►

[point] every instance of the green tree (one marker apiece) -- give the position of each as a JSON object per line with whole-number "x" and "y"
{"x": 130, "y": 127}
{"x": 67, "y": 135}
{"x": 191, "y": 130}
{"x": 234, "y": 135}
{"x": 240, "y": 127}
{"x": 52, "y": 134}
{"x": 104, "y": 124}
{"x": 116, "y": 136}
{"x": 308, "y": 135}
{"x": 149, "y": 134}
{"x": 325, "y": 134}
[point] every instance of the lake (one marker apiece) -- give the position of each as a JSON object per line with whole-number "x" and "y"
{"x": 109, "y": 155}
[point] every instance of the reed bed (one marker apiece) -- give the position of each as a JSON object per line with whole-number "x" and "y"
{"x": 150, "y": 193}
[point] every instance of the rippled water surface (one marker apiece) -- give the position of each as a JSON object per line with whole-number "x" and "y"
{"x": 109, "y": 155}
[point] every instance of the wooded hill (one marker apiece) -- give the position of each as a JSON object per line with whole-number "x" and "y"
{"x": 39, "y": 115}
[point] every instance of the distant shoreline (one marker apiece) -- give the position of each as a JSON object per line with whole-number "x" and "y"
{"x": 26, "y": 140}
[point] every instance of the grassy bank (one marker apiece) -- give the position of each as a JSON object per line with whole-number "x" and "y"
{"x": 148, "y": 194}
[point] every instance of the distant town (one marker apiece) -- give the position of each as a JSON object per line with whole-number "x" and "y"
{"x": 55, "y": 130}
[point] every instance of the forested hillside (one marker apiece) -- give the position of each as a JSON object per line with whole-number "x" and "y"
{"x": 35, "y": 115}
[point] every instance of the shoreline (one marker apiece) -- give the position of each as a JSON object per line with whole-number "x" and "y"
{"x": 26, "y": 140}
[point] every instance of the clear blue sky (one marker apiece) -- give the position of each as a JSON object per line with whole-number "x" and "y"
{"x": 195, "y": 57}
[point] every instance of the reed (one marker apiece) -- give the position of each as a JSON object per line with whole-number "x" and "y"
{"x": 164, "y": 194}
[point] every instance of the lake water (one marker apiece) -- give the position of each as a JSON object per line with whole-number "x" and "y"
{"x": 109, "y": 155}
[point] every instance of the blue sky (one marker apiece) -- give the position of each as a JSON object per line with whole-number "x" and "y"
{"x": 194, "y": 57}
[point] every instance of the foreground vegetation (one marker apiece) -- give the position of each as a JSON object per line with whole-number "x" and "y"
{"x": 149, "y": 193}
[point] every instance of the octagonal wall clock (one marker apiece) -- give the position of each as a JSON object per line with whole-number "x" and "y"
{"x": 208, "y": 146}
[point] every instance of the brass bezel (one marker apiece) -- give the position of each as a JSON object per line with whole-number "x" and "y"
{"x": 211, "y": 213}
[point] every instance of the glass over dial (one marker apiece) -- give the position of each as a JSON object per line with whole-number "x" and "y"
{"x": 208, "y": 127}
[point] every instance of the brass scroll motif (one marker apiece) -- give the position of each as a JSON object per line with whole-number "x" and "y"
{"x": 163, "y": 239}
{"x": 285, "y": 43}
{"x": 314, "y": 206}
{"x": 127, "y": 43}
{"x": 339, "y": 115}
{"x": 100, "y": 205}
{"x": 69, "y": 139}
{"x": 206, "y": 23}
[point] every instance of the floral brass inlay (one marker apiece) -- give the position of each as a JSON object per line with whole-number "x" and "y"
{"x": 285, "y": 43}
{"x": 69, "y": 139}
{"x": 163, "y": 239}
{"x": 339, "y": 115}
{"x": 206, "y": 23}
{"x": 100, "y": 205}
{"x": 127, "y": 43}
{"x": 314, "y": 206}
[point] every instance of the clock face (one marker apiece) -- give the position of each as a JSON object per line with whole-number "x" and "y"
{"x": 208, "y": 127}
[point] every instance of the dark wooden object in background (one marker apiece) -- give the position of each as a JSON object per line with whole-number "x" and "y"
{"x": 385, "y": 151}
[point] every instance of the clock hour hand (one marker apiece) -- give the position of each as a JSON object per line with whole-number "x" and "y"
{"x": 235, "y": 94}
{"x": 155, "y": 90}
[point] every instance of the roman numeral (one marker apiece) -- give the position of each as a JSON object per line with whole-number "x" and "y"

◄

Prompt
Restate each record word for word.

Complete response
[point] every instance of the green tree (one marker apiece) -- give the position of each as a JSON object per line with whole-number "x" and "y"
{"x": 130, "y": 127}
{"x": 67, "y": 135}
{"x": 191, "y": 130}
{"x": 234, "y": 135}
{"x": 240, "y": 127}
{"x": 52, "y": 134}
{"x": 104, "y": 124}
{"x": 116, "y": 136}
{"x": 308, "y": 135}
{"x": 149, "y": 134}
{"x": 325, "y": 134}
[point] every instance of the lake (one marker apiece) -- give the position of each as a JSON object per line with whole-number "x" and "y"
{"x": 109, "y": 155}
[point] every instance of the reed bed (one marker apiece) -- give the position of each as a JSON object per line with whole-number "x" and "y"
{"x": 150, "y": 193}
[point] every instance of the rippled water surface (one marker apiece) -- give the position of each as a JSON object per line with whole-number "x" and "y"
{"x": 109, "y": 155}
[point] every instance of the wooded hill (one marker apiece) -- give the position of each as a JSON object per line with whole-number "x" and "y"
{"x": 39, "y": 115}
[point] every instance of the distant shoreline (one marker apiece) -- give the position of each as a JSON object per line with whole-number "x" and "y"
{"x": 26, "y": 140}
[point] every instance of the grassy bank (one marker apiece) -- give the position of each as a JSON object per line with whole-number "x" and "y"
{"x": 148, "y": 194}
[point] every instance of the distant town (one marker apiece) -- give the position of each as a JSON object per line with whole-number "x" and "y"
{"x": 55, "y": 130}
[point] every instance of the forested hillside (one marker apiece) -- give the position of each as a JSON object per line with whole-number "x" and "y"
{"x": 35, "y": 115}
[point] every instance of the shoreline (one marker apiece) -- give the position of each as a JSON object per line with whole-number "x" and "y"
{"x": 26, "y": 140}
[point] every instance of the clear blue sky (one marker apiece) -- give the position of each as a JSON object per line with whole-number "x" and "y"
{"x": 195, "y": 57}
[point] every instance of the reed (one marker apiece) -- give the position of each as a JSON object per line with whole-number "x" and "y"
{"x": 164, "y": 194}
[point] every instance of the lake water (one marker apiece) -- give the position of each as a JSON object per line with whole-number "x" and "y"
{"x": 109, "y": 155}
[point] every instance of the blue sky (one marker apiece) -- give the position of each as a JSON object per line with whole-number "x" and "y"
{"x": 194, "y": 57}
[point] every instance of the foreground vegetation (one marker apiece) -- give the position of each as a JSON object per line with whole-number "x" and "y"
{"x": 149, "y": 193}
[point] every instance of the octagonal wall clock (one marker apiece) -- give the position of each as a JSON object per line with whole-number "x" and "y"
{"x": 208, "y": 146}
[point] every instance of the brass bezel (one marker apiece) -- give the position of each as a JSON object per line with whole-number "x" and "y"
{"x": 211, "y": 213}
[point] every instance of the glass over dial (one marker apiece) -- give the position of each as a JSON object per line with whole-number "x" and "y"
{"x": 208, "y": 127}
[point] every instance of the brass scroll motif (one marker apiece) -- give the position of each as a JSON object per line with whole-number "x" and "y"
{"x": 163, "y": 239}
{"x": 285, "y": 43}
{"x": 314, "y": 206}
{"x": 127, "y": 43}
{"x": 339, "y": 115}
{"x": 100, "y": 205}
{"x": 69, "y": 139}
{"x": 206, "y": 23}
[point] every instance of the floral brass inlay (one marker apiece) -- give the position of each as a JSON object per line with whole-number "x" and "y"
{"x": 285, "y": 43}
{"x": 69, "y": 139}
{"x": 163, "y": 239}
{"x": 339, "y": 115}
{"x": 206, "y": 23}
{"x": 100, "y": 205}
{"x": 127, "y": 43}
{"x": 314, "y": 206}
[point] every instance of the clock face (one marker apiece) -- give the position of each as a JSON object per line with whole-number "x" and "y"
{"x": 208, "y": 127}
[point] every instance of the dark wooden object in background (one marker apiece) -- give the position of each as a JSON object per line with whole-number "x" and "y"
{"x": 385, "y": 151}
[point] every instance of the clock hour hand (one marker apiece) -- give the position of each as a JSON object per line with whole-number "x" and "y"
{"x": 235, "y": 94}
{"x": 155, "y": 90}
[point] every instance of the roman numeral (one marker apiece) -- give the position of each as a JSON object per line with whole-number "x" and "y"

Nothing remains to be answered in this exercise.